-- Start of Extract to read --

Category: Neil Young

Neil Young – Tonight’s the Night

ARTIST: Neil Young                            220px-Neil_Young_TTN_cover

TITLE:  Tonight’s the Night




OTHER SONGS YOU MAY KNOW: Tonight’s the Night, Come on Baby Let’s Go downtown, Roll Another Number (For the Road)

LINEUP: Neil Young, Ben Keith, Nils Lofgren, Billy Talbot, Ralph Molina. A live cut featured Danny Whitte and Jack Nitzsche. Tim Drummond and Kenny Buttrey were on a track.

WHAT’S IT ALL ABOUT: A dark album about the despair that emanated from overdose deaths of two of Young’s close friends.

SOME WORDS, PHRASES AND CLAUSES ABOUT THIS RECORD: Danny Whitten was a great musician and friend. He worked with Young in the late ‘60s and early ‘70s, but he couldn’t stay off of smack and he died. Bruce Berry was a roadie and another close friend who also died from heroin. Young poured his grief into this album, recording it in late 1973 with other close friends as an elegy and eulogy.

It’s a loose, raw record. You can hear the frayed emotions and tension in the playing and singing. It’s not raucous, or loud. It sounds like a wake, which in a sense it was. After the success of Harvest, Young went dark, and that fueled his art.

Using guitar, piano, steel guitar, bass and drums, Young and his assembled friends made a statement. It should be required listening for anyone in pain and grief.

NOTES & MINUTIAE: One track, “Come On Baby, Let’s Go Downtown” was recorded live with Whitten on guitar. It later showed up on a concert recording from Young’s archives.

IS THERE A DELUXE VERSION: No. There is a version that’s even rawer and more gut wrenching that they may release later.

 GRADE: A+: Listen to this alone on a Saturday night when you’re alone and sad. It’s an album that speaks to you one on one.

Neil Young – On the Beach

ARTIST: Neil Young                 220px-On_the_Beach_-_Neil_Young

TITLE: On the Beach



SINGLES: Walk On (#61 US)

OTHER SONGS YOU MAY KNOW: For the Turnstiles

LINEUP: Neil Young, Ben Keith, Tim Drummond with cameos by Ralph Molina, Levon Helm, Rusty Kershaw, Graham Nash, Billy Talbot, David Crosby, George Whitsell, and Rick Danko

WHAT’S IT ALL ABOUT: Young’s first studio album since his commercial breakthrough is a despairing look at 1974 from several angles.

SOME WORDS, PHRASES AND CLAUSES ABOUT THIS RECORD: The year 1974 was a bleak one for those who had hoped the Sixties would bring change, and the tone and tenor of this Neil Young album fits in well with the national malaise.

-- End of Extract to read --
-- Start of Extracted data --

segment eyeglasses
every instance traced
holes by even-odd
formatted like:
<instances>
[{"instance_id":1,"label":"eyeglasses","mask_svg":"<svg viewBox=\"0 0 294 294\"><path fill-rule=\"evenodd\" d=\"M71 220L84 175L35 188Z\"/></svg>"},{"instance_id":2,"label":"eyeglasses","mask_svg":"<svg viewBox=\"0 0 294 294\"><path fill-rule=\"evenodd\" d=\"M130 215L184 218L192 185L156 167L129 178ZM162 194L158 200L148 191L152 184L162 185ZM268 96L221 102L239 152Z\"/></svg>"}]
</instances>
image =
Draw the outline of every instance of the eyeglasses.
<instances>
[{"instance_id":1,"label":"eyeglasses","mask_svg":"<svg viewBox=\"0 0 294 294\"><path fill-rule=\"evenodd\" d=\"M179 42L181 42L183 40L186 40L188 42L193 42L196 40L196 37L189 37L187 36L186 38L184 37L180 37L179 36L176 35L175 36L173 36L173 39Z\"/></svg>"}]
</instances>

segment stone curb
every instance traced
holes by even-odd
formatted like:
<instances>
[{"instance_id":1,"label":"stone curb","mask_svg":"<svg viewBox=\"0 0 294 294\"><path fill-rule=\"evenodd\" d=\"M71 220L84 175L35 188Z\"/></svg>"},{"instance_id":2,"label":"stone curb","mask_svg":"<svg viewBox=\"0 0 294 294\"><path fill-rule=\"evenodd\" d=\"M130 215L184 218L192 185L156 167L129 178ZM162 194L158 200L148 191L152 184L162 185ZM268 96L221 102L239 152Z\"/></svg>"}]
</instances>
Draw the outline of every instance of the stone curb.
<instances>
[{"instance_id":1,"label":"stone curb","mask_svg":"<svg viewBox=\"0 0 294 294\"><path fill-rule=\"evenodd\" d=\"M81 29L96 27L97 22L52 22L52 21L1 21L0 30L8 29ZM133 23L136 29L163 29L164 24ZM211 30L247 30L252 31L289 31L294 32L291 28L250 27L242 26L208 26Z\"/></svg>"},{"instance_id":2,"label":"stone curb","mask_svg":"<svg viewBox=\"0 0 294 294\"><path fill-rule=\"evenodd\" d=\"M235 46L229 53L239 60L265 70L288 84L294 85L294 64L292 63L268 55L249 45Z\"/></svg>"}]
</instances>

-- End of Extracted data --

Task details
Continue the Neil Young album reviews above, picking up right after the last sentence shown.

Response to the exercise
With songs about energy companies, politics, fame, serial killers, and cynicism, this is not a sunshiny walk in the sand. There’s some harrowing imagery throughout the record, and the tone is rough and ragged, with the mix deliberately being a rough monitor mix instead of the full mix done by the engineers.

There’s some glimmer of hope, as “Walk On’ points to a way out of fog. It’s a fantastic record, and a bummer of a record.

NOTES & MINUTIAE: Young and his guests consumed a marijuana and honey concoction during the recording sessions called Honey Slides.


GRADE: A: There’s hardly a mis-step (depending on how you feel about “Motion Pictures”), and it does take you back to a time where it seemed nothing was going to go right in the world.

Neil Young – Time Fades Away

ARTIST: Neil Young                   Timefadesaway.jpeg

TITLE: Time Fades Away



SINGLES: Time Fades Away

OTHER SONGS YOU MAY KNOW: Don’t Be Denied, Journey Through the Past

LINEUP: Neil Young, Ben Keith, Jack Nitzsche, Tim Drummond, John Barbada. David Crosby and Graham Nash show up a couple of times.

WHAT’S IT ALL ABOUT: Live album of new songs is fantastic, but hated by Young because of the memories of the tour.

SOME WORDS, PHRASES AND CLAUSES ABOUT THIS RECORD: After Harvest, and the success of Harvest, Neil Young took everyone on a huge veer to the left. First, he released the soundtrack to his movie Journey Through the Past, which isn’t streaming, has never been on CD, and is…well…not worth reviewing anyway or complaining about the fact it’s missing. (In a word, it’d be my first F if I decided to review it). Then he went on tour with a group he called the Stray Gators, full of session whizzes, and played a bunch of new songs, loudly.

The tour was a mess. Everything that went wrong, from band members getting fired, to Young getting a sore throat, to animosity throughout the band, to heavy drug and alcohol use, to indifferent receptions to some great new songs, soured Young on this whole era. The album that resulted, though, shows these songs are among Neil’s best.

The star cut, in my ears, is “Don’t Be Denied”, though all eight songs are fantastic. Young’s ballads are heartfelt and intimate even if he’s playing in arenas. The rockers are raucous, and even if Young’s voice is a bit shaggy it still carries emotion.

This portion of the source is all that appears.